### [WHAT THE TASK ASKS]
Please turn all of the records below into a two-column CSV with the headers record and answer. Give one row per record, placing its text and its answer each in a single quoted field with line breaks replaced by spaces.

[start of MATERIAL SHOWN]

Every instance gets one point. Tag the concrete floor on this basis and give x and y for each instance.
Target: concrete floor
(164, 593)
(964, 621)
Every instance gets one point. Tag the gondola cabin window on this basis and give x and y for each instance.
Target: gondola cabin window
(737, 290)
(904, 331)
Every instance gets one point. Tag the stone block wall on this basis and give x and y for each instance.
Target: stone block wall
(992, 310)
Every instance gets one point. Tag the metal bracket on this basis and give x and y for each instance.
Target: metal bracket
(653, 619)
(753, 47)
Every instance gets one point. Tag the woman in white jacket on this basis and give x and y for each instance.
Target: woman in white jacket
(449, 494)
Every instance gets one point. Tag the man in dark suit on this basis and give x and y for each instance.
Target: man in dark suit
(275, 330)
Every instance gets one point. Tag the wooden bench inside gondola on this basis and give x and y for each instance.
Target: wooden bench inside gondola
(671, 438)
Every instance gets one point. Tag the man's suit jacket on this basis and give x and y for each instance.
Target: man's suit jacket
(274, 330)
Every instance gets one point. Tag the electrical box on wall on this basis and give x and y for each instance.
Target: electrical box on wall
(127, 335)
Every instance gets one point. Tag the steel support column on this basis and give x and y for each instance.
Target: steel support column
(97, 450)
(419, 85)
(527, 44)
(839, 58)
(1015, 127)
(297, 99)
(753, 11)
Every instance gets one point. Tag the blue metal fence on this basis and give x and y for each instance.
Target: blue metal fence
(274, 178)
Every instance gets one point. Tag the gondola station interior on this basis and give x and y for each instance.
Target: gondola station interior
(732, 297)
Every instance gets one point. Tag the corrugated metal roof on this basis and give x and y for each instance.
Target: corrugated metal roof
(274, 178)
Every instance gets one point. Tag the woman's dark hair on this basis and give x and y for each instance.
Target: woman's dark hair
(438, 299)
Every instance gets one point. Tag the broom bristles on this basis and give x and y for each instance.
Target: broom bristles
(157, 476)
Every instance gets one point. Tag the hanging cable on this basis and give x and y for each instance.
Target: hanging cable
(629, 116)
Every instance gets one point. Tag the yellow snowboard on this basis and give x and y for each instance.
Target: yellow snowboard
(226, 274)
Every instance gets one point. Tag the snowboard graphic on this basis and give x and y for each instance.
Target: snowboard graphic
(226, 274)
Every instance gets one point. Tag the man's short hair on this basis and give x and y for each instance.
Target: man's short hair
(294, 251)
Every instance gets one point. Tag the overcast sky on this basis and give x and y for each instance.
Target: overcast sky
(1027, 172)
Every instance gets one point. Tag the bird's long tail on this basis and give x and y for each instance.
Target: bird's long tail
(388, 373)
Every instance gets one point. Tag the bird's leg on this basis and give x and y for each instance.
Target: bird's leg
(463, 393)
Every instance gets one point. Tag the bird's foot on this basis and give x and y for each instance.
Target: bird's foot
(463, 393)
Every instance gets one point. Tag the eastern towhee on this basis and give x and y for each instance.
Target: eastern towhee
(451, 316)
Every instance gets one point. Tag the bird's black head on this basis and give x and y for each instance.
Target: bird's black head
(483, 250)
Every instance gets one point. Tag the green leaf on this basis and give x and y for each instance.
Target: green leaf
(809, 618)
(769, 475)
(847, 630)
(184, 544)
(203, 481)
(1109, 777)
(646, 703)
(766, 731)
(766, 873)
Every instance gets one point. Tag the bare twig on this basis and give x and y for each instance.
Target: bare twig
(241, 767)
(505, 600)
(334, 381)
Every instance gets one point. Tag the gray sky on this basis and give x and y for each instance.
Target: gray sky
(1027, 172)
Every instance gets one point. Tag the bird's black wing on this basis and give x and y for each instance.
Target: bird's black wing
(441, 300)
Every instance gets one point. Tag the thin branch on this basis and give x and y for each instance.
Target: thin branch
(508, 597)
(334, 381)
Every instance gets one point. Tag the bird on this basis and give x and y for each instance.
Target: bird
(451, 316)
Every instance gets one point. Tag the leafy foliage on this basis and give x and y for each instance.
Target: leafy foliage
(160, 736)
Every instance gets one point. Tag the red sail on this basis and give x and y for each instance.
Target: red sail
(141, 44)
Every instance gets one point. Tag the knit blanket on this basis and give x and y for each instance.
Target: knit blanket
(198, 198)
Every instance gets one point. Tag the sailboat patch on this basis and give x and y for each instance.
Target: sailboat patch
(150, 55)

[end of MATERIAL SHOWN]

### [WORKED ANSWER]
record,answer
"Every instance gets one point. Tag the concrete floor on this basis and give x and y for each instance. Target: concrete floor","(164, 593) (964, 621)"
"Every instance gets one point. Tag the gondola cabin window on this basis and give x and y for each instance. Target: gondola cabin window","(737, 290) (904, 331)"
"Every instance gets one point. Tag the stone block wall on this basis and give x and y for each instance. Target: stone block wall","(992, 310)"
"Every instance gets one point. Tag the metal bracket on this basis and give x and y for each instance. Target: metal bracket","(653, 619) (753, 47)"
"Every instance gets one point. Tag the woman in white jacket on this basis and give x and y for each instance. Target: woman in white jacket","(449, 494)"
"Every instance gets one point. Tag the man in dark suit on this basis and give x and y for each instance. Target: man in dark suit","(275, 330)"
"Every instance gets one point. Tag the wooden bench inside gondola on this basis and give x and y for each instance. Target: wooden bench inside gondola","(671, 438)"
"Every instance gets one point. Tag the man's suit jacket on this basis and give x and y for each instance. Target: man's suit jacket","(274, 330)"
"Every instance gets one point. Tag the electrical box on wall on this basis and give x and y for each instance. Target: electrical box on wall","(127, 335)"
"Every instance gets one point. Tag the steel support column on this basis and give x and y for each instance. Target: steel support column","(97, 450) (419, 85) (527, 44) (839, 58) (1015, 127) (297, 99) (753, 11)"
"Every instance gets one point. Tag the blue metal fence on this basis and give x and y for each instance. Target: blue metal fence","(274, 178)"
"Every instance gets one point. Tag the gondola station interior on this basis and give x and y for each instance. Target: gondola station interior","(732, 297)"
"Every instance gets one point. Tag the corrugated metal roof on this basis and give x and y for each instance. Target: corrugated metal roof","(274, 178)"
"Every instance gets one point. Tag the woman's dark hair on this basis and give x and y for each instance. Target: woman's dark hair","(438, 299)"
"Every instance gets one point. Tag the broom bristles on this basis and give x and y for each instance. Target: broom bristles","(157, 476)"
"Every instance gets one point. Tag the hanging cable on this basis and give x and y for each instance. Target: hanging cable","(629, 116)"
"Every instance gets one point. Tag the yellow snowboard on this basis and give x and y for each instance. Target: yellow snowboard","(226, 274)"
"Every instance gets one point. Tag the snowboard graphic on this basis and give x and y for each instance. Target: snowboard graphic","(226, 274)"
"Every instance gets one point. Tag the man's short hair on this basis and give x and y for each instance. Target: man's short hair","(294, 251)"
"Every instance gets one point. Tag the overcast sky on this basis and give x and y for each instance. Target: overcast sky","(1027, 172)"
"Every instance gets one point. Tag the bird's long tail on this basis and give x and y for each instance. Target: bird's long tail","(388, 373)"
"Every instance gets one point. Tag the bird's leg on this basis and give x and y for each instance. Target: bird's leg","(463, 393)"
"Every instance gets one point. Tag the bird's foot on this basis and give x and y for each instance. Target: bird's foot","(463, 393)"
"Every instance gets one point. Tag the eastern towhee on this basis and give x and y for each instance. Target: eastern towhee","(451, 316)"
"Every instance gets one point. Tag the bird's black head on this basis and give x and y for each instance. Target: bird's black head","(483, 250)"
"Every instance gets one point. Tag the green leaf on this basis and give x and y for each instance. Target: green leaf","(809, 618) (769, 475) (847, 630) (184, 544) (203, 481) (1109, 777) (646, 703) (766, 731) (766, 873)"
"Every instance gets one point. Tag the bare twig on this basis and give x and y for each instance. Target: bare twig","(241, 767) (505, 600) (334, 381)"
"Every instance gets one point. Tag the gray sky on this basis and give x and y for each instance. Target: gray sky","(1027, 172)"
"Every instance gets one point. Tag the bird's black wing on this basis and give x and y for each instance. Target: bird's black wing","(441, 300)"
"Every instance gets one point. Tag the thin branch on this basis and give x and y for each instance. Target: thin branch","(508, 597) (334, 381)"
"Every instance gets one point. Tag the bird on this basis and give x and y for each instance. Target: bird","(451, 316)"
"Every instance gets one point. Tag the leafy foliage on this basis and give x and y for each instance. Target: leafy foliage","(160, 736)"
"Every instance gets one point. Tag the red sail on this basis and give x and y for each instance. Target: red sail","(141, 44)"
"Every instance gets one point. Tag the knit blanket on this basis and give x and y for each instance. Target: knit blanket","(198, 198)"
"Every instance gets one point. Tag the sailboat patch on this basis and give x and y for each instance. Target: sailboat patch","(150, 55)"